Problem set:
1 - Answer these from the indenture extract:
(a) Which three documents must the Company deliver to the Trustee before issuing any additional Notes?
(b) In what two ways may the Company repurchase the Notes?
(c) Besides the parties hereto and the Holders, who is listed as holding rights under Section 2.08?
2 - Transcribe the stretch of the indenture extract from "Section 2.07 Additional" through "income tax purposes.".

Section 2.07 Additional
Notes; Repurchases . The Company may, without the consent of
the Noteholders and notwithstanding Section 2.01, reopen this
Supplemental Indenture and issue additional Notes hereunder with
the same terms and with the same CUSIP number as the Notes
initially issued hereunder in an unlimited aggregate principal
amount, which will form the same series with the Notes initially
issued hereunder; provided that no such additional Notes
will be treated as part of the same series as the Notes unless such
additional Notes will be part of the same issue as the Notes
initially issued hereunder for U.S. federal income tax purposes.
Prior to the issuance of any such additional Notes, the Company
shall deliver to the Trustee a Company Order, an Officers’
Certificate and an Opinion of Counsel, such Officers’
Certificate and Opinion of Counsel to cover such matters, in
addition to those required by Section 1.2 of the Original
Indenture, as the Trustee shall reasonably request. The Company may
also from time to time
12
repurchase the Notes in open market purchases or negotiated
transactions without prior notice to Noteholders.
Section 2.08 Provisions of
the Indenture and Notes for the Sole Benefit of the Parties and the
Holders . Nothing in this Indenture or in the Notes, expressed
or implied, shall give or be construed to give to any Person, other
than the parties hereto, the Holders or any Note Registrar, paying
agent, or conversion agent, any legal or equitable right, remedy or
claim under or in respect of this Indenture, or under any covenant,
condition or provision herein contained; all its covenants,
conditions and provisions being for the sole benefit of the parties
hereto, the Holders and any Note Registrar, paying agent, and
conversion agent.

Dataset content:
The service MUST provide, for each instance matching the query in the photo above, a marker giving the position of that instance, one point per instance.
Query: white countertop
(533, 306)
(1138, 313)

Answers in order:
1 -
(a) A Company Order, an Officers’ Certificate and an Opinion of Counsel.
(b) In open market purchases or negotiated transactions.
(c) Any Note Registrar, paying agent, or conversion agent.

2 -
Section 2.07 Additional
Notes; Repurchases . The Company may, without the consent of
the Noteholders and notwithstanding Section 2.01, reopen this
Supplemental Indenture and issue additional Notes hereunder with
the same terms and with the same CUSIP number as the Notes
initially issued hereunder in an unlimited aggregate principal
amount, which will form the same series with the Notes initially
issued hereunder; provided that no such additional Notes
will be treated as part of the same series as the Notes unless such
additional Notes will be part of the same issue as the Notes
initially issued hereunder for U.S. federal income tax purposes.